### Aim
Rewrite the records below with "pin one point per instance" changed to "mark a single point for each instance" everywhere and nothing else altered. Omit the pictures from your version.

Image point annotation entries:

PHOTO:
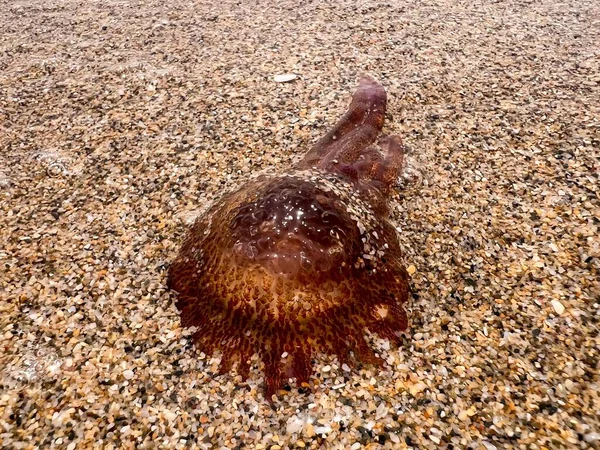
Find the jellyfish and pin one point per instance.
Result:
(303, 261)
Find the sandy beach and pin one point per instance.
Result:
(121, 121)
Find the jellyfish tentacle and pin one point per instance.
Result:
(355, 130)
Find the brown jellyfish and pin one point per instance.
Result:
(304, 261)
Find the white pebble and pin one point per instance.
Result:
(558, 307)
(284, 77)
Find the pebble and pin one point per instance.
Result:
(284, 78)
(558, 306)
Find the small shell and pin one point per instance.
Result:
(284, 78)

### Result of this task
PHOTO:
Find the jellyfish and mark a single point for each instance.
Result:
(303, 261)
Find the sandy beach and mark a single point for each instance.
Result:
(121, 121)
Find the jellyfish tentacle and mark a single point for each instance.
Result:
(355, 130)
Find the brown jellyfish and mark a single point for each instance.
Result:
(304, 261)
Find the white pebble and mark a single point for each instance.
Result:
(558, 307)
(284, 77)
Find the pebble and mark a single point for each instance.
Result:
(284, 78)
(558, 306)
Find the small shell and mark a single point for each instance.
Result:
(284, 78)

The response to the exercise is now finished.